TASKS AND EXERCISES:
• a. In the January review post, how long had the writer and her boyfriend been in a long-distance relationship before he moved in?
• b. Quote the January review post word for word, starting with "Well. January just" and going on through "and provides perspective.".
• c. Extend the blog post reviewing the writer's January, picking up after its final sentence.

*** PROVIDED PASSAGE ***

My month of January in review

Well. January just flew by like a fastball. It is crazy how the first month of the new year is already done. Time seems to be speeding up as I grow older and older… Or is it just me? Anyway, as February is already here, I thought I would share with you some of my last month’s highlights. I always like to take time to reflect on the previous month as it improves my self-awareness and provides perspective.

Personal highlight of the month:

After being in a long-distance relationship for nearly 5 years, my boyfriend has left his home country – England – and moved in with me. It was about time! Now we will be both living and working in The Netherlands. We are both so darn happy and grateful for this huge change in our lives and relationship. This really goes to show that great things take time. ♥

Most exciting purchase:

Flights to London. My sister is having her graduation ceremony in May and I finally got to buy the plane tickets so I can be there to congratulate her in person. She finished her PhD from Imperial London College and I could not be more proud of her. Seriously.

*** End of PROVIDED PASSAGE ***
*** SOURCE MATERIAL ***

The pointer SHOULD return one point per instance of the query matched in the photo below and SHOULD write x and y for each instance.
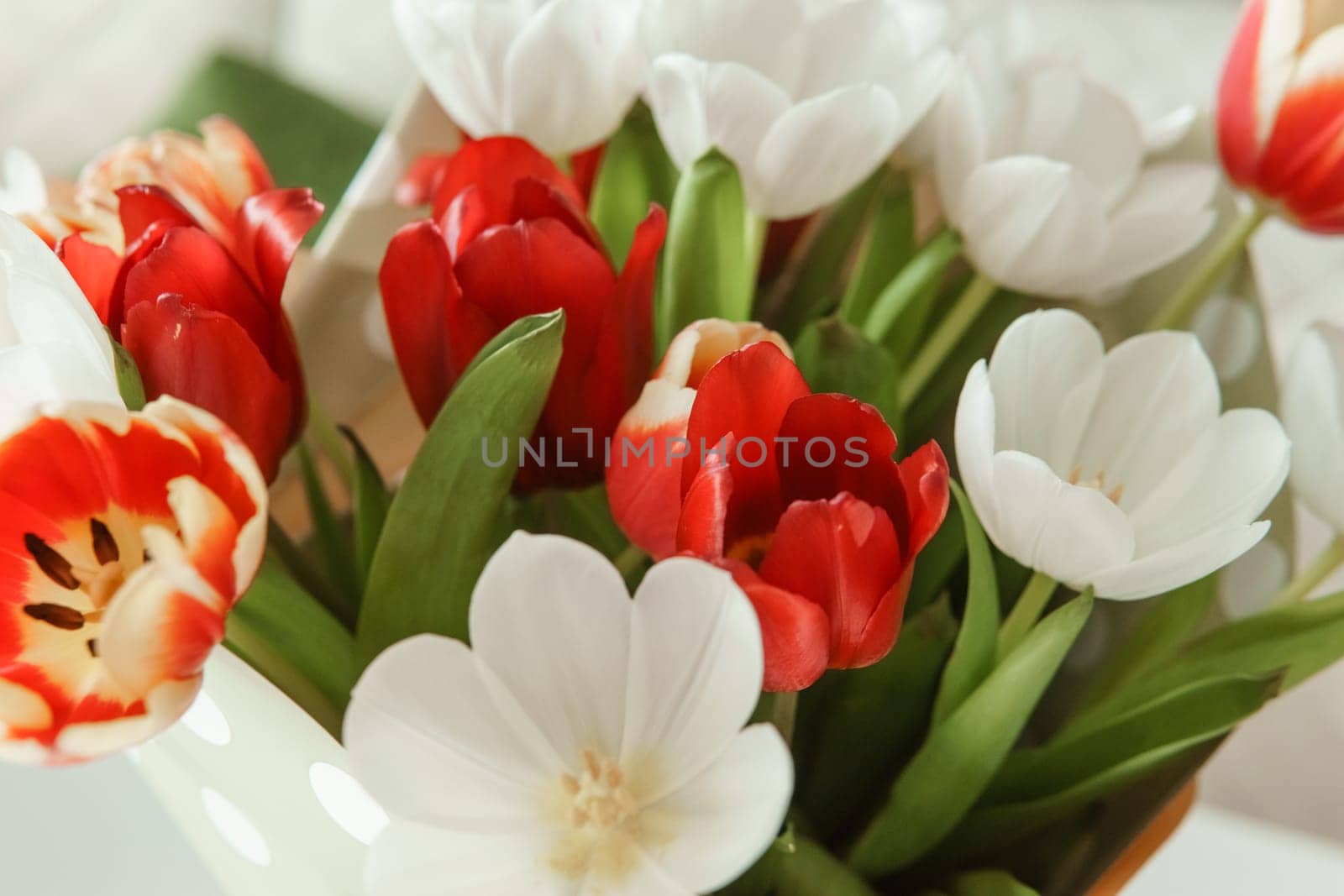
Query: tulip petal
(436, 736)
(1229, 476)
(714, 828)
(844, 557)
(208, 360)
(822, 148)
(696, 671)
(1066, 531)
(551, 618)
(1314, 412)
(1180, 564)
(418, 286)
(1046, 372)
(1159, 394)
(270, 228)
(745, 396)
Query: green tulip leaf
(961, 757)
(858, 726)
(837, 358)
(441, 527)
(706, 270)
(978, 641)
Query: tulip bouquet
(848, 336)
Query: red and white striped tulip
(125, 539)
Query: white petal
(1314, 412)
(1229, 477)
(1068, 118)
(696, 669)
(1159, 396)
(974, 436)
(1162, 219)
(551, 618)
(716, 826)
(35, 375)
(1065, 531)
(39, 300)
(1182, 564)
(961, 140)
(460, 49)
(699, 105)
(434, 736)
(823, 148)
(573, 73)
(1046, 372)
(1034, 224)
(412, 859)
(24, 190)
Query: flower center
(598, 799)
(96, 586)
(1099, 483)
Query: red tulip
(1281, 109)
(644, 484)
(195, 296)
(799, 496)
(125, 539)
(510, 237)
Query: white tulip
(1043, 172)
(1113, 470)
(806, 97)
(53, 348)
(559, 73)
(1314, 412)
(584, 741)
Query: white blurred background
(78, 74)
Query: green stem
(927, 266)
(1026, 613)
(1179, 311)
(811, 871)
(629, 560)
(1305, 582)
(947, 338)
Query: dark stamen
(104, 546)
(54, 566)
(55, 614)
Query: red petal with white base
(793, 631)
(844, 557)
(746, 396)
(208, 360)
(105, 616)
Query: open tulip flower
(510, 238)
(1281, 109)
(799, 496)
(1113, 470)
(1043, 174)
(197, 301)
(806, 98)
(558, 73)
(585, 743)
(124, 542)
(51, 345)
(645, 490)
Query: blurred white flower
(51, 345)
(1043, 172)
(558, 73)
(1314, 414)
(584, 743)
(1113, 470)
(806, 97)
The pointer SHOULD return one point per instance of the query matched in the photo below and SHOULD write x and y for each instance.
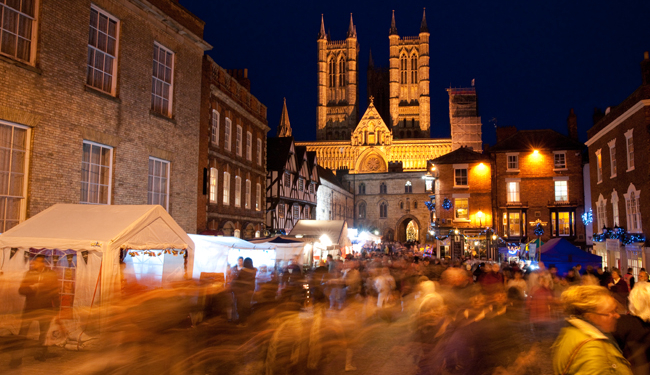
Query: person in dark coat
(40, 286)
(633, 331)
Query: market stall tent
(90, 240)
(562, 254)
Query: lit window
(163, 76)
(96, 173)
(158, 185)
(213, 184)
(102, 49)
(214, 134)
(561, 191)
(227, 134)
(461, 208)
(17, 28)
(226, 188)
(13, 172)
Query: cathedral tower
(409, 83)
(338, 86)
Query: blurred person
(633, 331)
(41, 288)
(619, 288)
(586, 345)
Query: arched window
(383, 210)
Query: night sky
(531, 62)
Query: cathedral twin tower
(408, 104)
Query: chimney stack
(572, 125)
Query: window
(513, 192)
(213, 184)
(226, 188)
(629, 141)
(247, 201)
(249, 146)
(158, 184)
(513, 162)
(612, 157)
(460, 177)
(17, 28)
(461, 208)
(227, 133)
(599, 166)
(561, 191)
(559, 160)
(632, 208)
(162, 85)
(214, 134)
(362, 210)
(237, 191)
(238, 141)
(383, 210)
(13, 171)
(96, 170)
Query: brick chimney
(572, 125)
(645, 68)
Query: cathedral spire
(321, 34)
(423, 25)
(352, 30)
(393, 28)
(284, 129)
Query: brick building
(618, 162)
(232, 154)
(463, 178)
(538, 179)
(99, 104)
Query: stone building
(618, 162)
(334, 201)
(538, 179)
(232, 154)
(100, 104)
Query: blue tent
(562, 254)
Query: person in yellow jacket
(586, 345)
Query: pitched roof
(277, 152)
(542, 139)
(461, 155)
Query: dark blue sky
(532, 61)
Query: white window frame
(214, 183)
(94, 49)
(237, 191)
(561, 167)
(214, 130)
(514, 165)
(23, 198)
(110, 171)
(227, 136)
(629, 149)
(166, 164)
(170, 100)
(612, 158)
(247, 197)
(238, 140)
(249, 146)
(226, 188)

*** End of SOURCE MATERIAL ***
*** SOURCE MATERIAL ***

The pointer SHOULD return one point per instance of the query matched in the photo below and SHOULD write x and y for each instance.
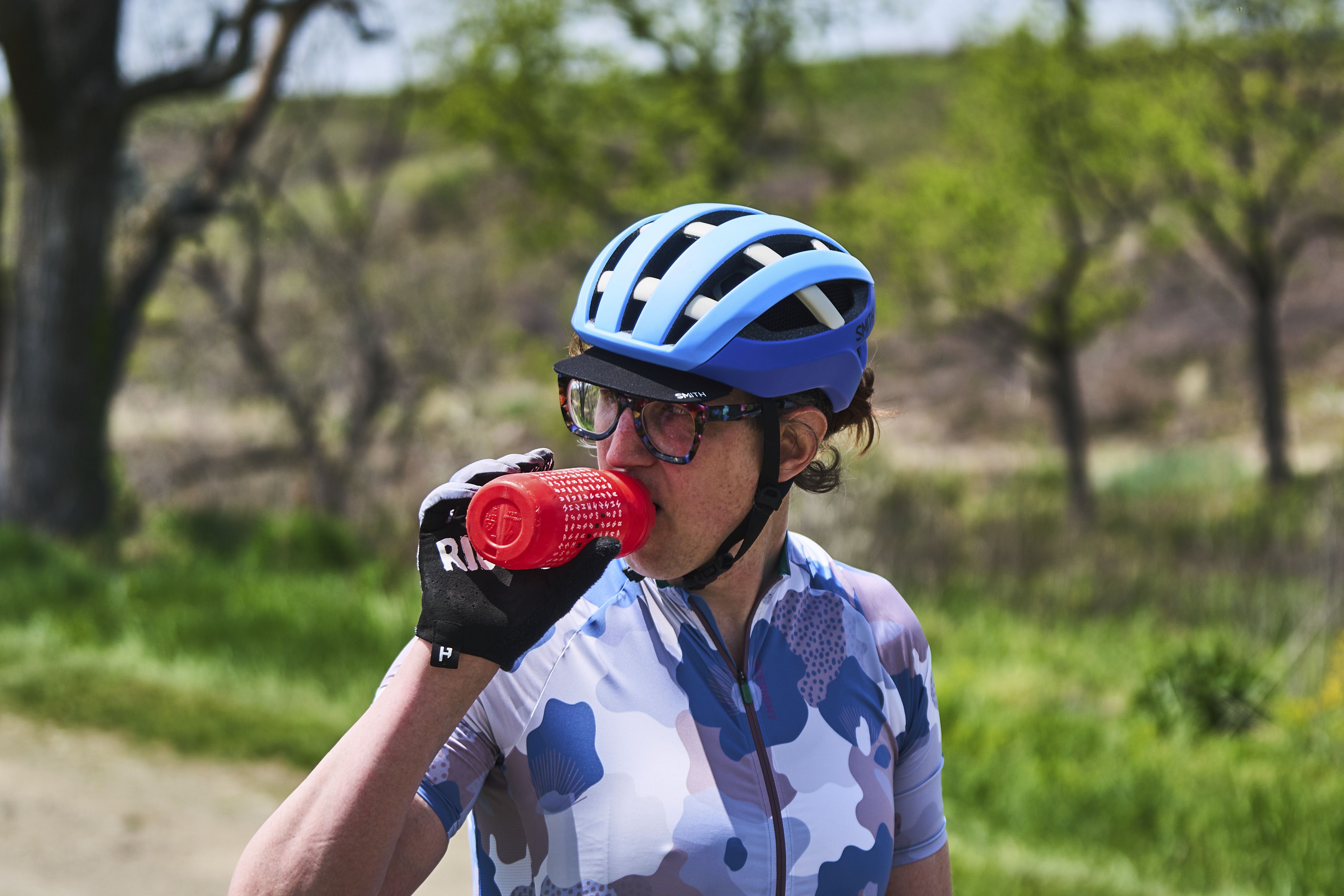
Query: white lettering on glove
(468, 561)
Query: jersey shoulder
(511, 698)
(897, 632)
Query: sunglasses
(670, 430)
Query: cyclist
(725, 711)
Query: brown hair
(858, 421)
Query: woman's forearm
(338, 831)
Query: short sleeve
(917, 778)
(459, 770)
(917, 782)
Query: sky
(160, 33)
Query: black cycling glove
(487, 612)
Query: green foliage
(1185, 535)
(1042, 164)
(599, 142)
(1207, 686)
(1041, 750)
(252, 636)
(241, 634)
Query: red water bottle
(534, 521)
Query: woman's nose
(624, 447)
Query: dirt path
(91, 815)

*** End of SOURCE MATERIAL ***

LIST OF ANSWERS:
• a. Nearly 5 years.

• b.
Well. January just flew by like a fastball. It is crazy how the first month of the new year is already done. Time seems to be speeding up as I grow older and older… Or is it just me? Anyway, as February is already here, I thought I would share with you some of my last month’s highlights. I always like to take time to reflect on the previous month as it improves my self-awareness and provides perspective.

• c.
Favourite ethical purchase:

Freezer bags made of silicone grade food, another small step towards using less plastic in my day-to-day life. I am so pleased with this purchase! Because the material is odourless and non-toxic (free of bpa, latex, lead and phthalates), it is a more sustainable and safer plastic alternative both for the planet and our health. Other characteristics of these bags that I am very pleased about are their self-sealing convenience, transparency of the material (i.e. you can easily see what is stored in them), light weight (i.e. easy to transport). They also don’t take much space at all, which is great given the fact that my freezer is not very big. Plus, as they are sturdy and resistant to extreme temperatures, you can just reuse them with no issues whatsoever. For those wondering, I got these silicone freezer bags from Amazon and totally recommend.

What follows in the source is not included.